● **任务目标**:
(a) 能否把记录里从含有“Exercise. Point out the person standing”的那一行起、到含有“[(390, 265), (214, 210), (255, 231), (279, 229)]”的那一行止的这一段原样抄录下来？
(b) 这篇讨论辩护取证与侦查取证关系的文章停在了哪里，就从哪里接着续写下去，好吗？

● **原文来源**:
______________________________
论辩护取证与侦查取证的关系
2014-02-04陈闻高
陈闻高
(四川警察学院,四川 泸州 646000)
英美法系当事人主义的诉讼模式,强调控辩双方的对抗性,辩护律师享有与警方对等的调查取证权,也可使用一定的强制手段收集证据。这是一种取证双轨制,辩诉双方具有平等的权利和义务,双方都可以去调查案情和收集证据,但双方往往只收集对己方有利的证据。大陆法系职权主义的诉讼模式,强调警察、检察官的调查取证,重视法院查证的责任。这是一种取证的单轨制,查明案情和收集证据是警方和检方的责任,警察应同时收集有罪或无罪的材料,调查结果应服务于辩诉双方。它们一定程度上抑制了辩护律师的调查取证权。
在任何诉讼阶段,辩护律师都可介入,这是两大法系所共同的。在侦查阶段,警方在进行有罪调查的同时,辩方就可聘请私人侦探和鉴定人调查案件,辩护律师也可同当事人讨论案情、同证人交谈,勘察公共场所,[1]10-17等等,进行无罪调查。这就构成了调查方向的二元结构。这种结构,可以在相互制约中,最大程度地接近案件事实,减少冤假错案,体现司法公正。
______________________________
● **所给资料**:

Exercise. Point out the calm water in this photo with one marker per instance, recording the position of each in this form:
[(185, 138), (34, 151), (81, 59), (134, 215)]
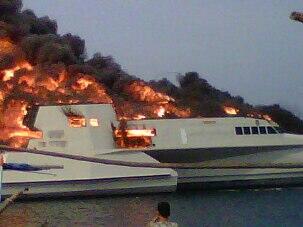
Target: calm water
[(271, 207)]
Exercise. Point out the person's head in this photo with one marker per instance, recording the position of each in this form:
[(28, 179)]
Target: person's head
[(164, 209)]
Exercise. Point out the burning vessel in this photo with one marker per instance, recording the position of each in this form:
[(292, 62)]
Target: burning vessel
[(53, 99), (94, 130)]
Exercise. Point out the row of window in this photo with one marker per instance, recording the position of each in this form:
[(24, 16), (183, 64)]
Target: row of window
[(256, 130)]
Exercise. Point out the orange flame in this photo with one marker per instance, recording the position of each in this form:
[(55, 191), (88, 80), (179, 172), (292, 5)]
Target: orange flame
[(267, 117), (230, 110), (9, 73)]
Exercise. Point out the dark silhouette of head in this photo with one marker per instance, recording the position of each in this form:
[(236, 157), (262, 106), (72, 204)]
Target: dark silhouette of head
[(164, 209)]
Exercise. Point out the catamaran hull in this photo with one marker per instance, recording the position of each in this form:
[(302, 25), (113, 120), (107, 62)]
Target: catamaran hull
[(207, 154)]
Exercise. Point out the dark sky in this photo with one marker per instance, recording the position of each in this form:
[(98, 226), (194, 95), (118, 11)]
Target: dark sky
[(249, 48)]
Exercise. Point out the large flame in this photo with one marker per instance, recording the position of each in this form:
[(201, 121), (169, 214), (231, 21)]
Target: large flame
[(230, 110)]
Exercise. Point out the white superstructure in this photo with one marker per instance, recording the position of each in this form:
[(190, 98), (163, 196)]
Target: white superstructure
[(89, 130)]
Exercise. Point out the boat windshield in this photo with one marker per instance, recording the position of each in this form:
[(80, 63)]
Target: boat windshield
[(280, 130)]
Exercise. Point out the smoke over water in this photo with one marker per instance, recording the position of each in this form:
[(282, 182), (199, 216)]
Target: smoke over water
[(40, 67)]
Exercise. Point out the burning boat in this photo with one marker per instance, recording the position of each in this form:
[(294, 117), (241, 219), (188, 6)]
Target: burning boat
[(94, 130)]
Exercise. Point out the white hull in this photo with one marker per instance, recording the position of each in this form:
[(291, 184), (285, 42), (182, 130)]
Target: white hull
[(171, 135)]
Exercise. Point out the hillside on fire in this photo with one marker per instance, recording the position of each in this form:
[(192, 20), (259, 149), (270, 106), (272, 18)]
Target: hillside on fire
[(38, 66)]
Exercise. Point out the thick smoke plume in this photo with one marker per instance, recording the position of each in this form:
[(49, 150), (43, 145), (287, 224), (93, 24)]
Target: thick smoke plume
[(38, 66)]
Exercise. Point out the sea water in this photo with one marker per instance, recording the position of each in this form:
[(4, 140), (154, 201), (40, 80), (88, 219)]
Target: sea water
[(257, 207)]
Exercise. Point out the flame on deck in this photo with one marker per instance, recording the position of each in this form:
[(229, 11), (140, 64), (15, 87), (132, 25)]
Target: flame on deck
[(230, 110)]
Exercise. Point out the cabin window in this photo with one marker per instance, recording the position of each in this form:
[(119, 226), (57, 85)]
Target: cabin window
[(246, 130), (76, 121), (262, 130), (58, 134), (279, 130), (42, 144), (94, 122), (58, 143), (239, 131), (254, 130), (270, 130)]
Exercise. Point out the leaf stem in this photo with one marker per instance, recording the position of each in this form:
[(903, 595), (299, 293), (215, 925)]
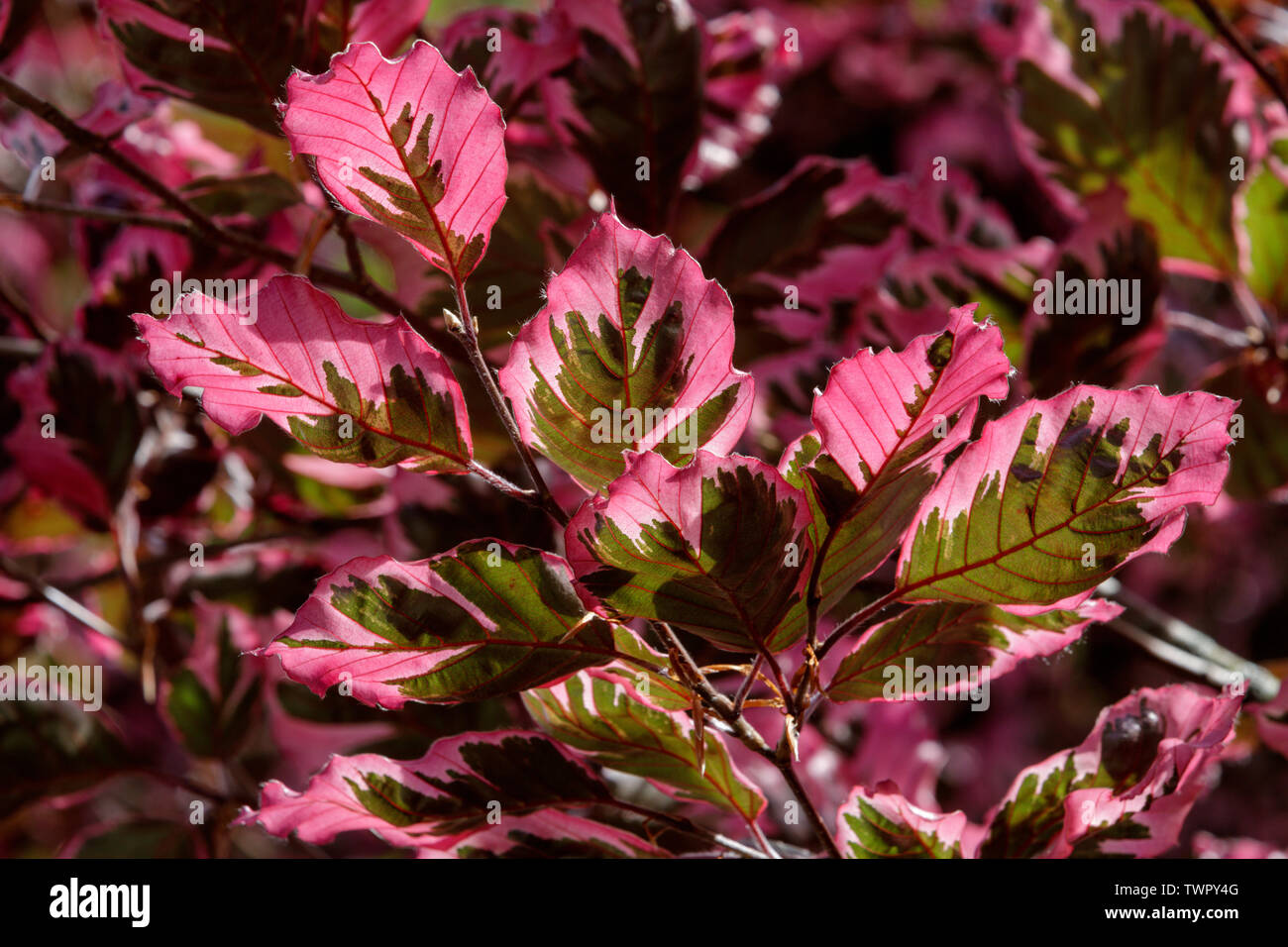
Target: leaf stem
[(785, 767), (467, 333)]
______________________________
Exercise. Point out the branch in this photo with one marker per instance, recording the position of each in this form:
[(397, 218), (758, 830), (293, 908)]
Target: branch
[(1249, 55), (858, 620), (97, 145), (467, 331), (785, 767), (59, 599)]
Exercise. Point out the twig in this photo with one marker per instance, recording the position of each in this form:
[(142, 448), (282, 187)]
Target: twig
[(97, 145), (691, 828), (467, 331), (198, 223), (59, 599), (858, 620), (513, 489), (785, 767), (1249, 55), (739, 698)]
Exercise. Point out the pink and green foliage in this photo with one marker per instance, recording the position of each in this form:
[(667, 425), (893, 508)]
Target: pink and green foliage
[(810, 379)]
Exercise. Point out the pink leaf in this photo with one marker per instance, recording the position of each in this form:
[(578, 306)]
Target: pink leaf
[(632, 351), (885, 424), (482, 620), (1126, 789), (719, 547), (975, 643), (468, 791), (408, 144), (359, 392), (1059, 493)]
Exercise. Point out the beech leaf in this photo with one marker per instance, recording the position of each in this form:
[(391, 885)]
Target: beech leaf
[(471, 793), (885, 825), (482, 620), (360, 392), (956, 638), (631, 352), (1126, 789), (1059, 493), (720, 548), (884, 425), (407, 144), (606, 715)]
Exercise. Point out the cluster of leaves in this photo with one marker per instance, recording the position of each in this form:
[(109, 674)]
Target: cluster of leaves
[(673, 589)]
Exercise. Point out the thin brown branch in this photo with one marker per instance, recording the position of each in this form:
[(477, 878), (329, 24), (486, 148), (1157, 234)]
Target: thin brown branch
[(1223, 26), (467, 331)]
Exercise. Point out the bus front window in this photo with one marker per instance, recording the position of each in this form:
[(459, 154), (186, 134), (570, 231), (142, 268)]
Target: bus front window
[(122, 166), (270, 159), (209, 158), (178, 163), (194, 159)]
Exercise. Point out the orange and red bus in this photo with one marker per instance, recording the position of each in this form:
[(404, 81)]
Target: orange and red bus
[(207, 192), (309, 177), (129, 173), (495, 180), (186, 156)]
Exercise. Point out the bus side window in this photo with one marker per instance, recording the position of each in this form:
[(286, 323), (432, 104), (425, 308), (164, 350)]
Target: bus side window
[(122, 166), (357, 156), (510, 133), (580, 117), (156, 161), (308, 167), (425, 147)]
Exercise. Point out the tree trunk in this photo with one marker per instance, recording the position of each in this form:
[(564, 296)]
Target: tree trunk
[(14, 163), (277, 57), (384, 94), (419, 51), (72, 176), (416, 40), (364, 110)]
______________________________
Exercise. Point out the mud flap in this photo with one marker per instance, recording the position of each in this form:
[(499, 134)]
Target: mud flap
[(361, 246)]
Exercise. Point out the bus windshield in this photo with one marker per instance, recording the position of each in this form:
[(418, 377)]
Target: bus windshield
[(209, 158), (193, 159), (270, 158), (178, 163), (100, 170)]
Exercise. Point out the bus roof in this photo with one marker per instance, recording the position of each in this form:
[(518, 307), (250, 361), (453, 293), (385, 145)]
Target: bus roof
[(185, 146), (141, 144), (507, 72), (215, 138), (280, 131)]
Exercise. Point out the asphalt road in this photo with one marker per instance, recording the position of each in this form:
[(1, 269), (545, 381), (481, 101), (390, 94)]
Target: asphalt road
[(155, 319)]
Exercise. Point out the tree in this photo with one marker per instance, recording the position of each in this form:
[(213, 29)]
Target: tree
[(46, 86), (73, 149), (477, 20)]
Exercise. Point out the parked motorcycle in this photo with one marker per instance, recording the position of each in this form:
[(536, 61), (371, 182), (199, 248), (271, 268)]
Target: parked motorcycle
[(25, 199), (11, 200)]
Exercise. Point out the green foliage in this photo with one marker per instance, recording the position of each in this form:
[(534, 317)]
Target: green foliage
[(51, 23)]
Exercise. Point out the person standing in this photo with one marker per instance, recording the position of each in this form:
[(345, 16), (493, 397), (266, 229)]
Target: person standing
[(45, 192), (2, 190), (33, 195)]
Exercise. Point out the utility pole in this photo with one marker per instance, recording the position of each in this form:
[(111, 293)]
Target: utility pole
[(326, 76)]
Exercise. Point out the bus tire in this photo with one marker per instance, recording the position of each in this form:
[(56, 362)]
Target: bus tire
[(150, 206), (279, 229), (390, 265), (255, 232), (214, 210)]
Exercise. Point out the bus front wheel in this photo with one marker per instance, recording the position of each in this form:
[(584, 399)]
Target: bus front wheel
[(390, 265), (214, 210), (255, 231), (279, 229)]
______________________________
● **各题答案**:
(a)
Exercise. Point out the person standing in this photo with one marker per instance, recording the position of each in this form:
[(345, 16), (493, 397), (266, 229)]
Target: person standing
[(45, 192), (2, 190), (33, 195)]
Exercise. Point out the utility pole in this photo with one marker per instance, recording the position of each in this form:
[(111, 293)]
Target: utility pole
[(326, 76)]
Exercise. Point out the bus tire in this photo with one marker per instance, recording the position of each in this form:
[(56, 362)]
Target: bus tire
[(150, 206), (279, 229), (390, 265), (255, 232), (214, 210)]
Exercise. Point out the bus front wheel in this photo with one marker per instance, recording the position of each in this form:
[(584, 399)]
Target: bus front wheel
[(390, 265), (214, 210), (255, 231), (279, 229)]

(b)
一、犯罪嫌疑人的辩护权与辩护律师的相应权利
获得辩护权是每个人的基本权利,犯罪嫌疑人的辩护权是公民基本权利的现实化和具体化。辩护是一种反驳,而非证明,其本质是防御权。用辩护对抗侦查的进攻,对于犯罪嫌疑人不可或缺。在整个刑事诉讼中,被追诉人都享有辩护权。律师辩护权,首先是调查取证中的实体性辩护权。律师拥有取证权,才可能找到接触证据来源的途径,获取证据材料。其次是以实体裁判为中心的程序性辩护权。这是在向法庭提交证据材料中,律师请求对侵犯被告人诉权的行为实施裁判。
在刑事诉讼中,辩护人的权利又分为固有权利和传来权利。固有权利,是基于辩护关系取得或享有的诉讼权利,包括会见权、通信权、阅卷权、在场权、调查取证权、辩论权等。传来权利,本为被追诉人的权利,辩护人不能与其意见相左,可以其名义行使该权利,包括申请取保候审权,代理申诉、控告权和上诉权等。侦查阶段,律师所享有的多是传来权利。
侦查活动这一阶段,单方追究犯罪的线形构造,最容易侵犯嫌疑人权利,应以其获得辩护权来制约之。嫌疑人获得辩护权的核心,是获得律师的有效帮助。有效的标准是完整而充分。 “完整”指整个诉讼阶段被追诉人都有权获得辩护,包括实体性辩护和程序性辩护。“充分”是从效果来看,应该充分保障辩护权的行使。它包括迅速告知权利、赋予律师广泛的权利、完整而平等地获得辩护,注重辩护的实质,以最大限度保障被追诉人合法权益。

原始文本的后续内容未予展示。